* [Enunciado]
No texto dado, onde usou quem escreve um estetoscópio pela primeira vez?

* [Texto dado]
Não comeces já a chamar-me nomes! 😉 Cada pessoa é um mundo. Se há água em Marte, deve haver quem sempre soube o que queria. Já eu admito que me imaginei numas seis profissões diferentes antes de chegar ao Secundário. Porém, quando terminei o 12º ano e percebi que não conseguia entrar em Medicina, senti-me roubada de algo que nunca tivera. Após três anos de luta por uma média que me permitisse entrar no tão desejado curso, vi a porta de entrada barrada por três horas de um exame de Matemática. E porquê? Porque é assim mesmo: e, às vezes, esta explicação tem de nos bastar.

A minha primeira vez a usar um estetoscópio não foi em Medicina: foi na Cruz Vermelha! As coisas não acontecem sempre como pensamos...

* [Excerto de dados]
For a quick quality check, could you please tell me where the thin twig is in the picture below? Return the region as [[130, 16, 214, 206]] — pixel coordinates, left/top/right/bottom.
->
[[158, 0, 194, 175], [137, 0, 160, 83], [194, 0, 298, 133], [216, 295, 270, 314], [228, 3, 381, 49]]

* [Resposta]
Na Cruz Vermelha.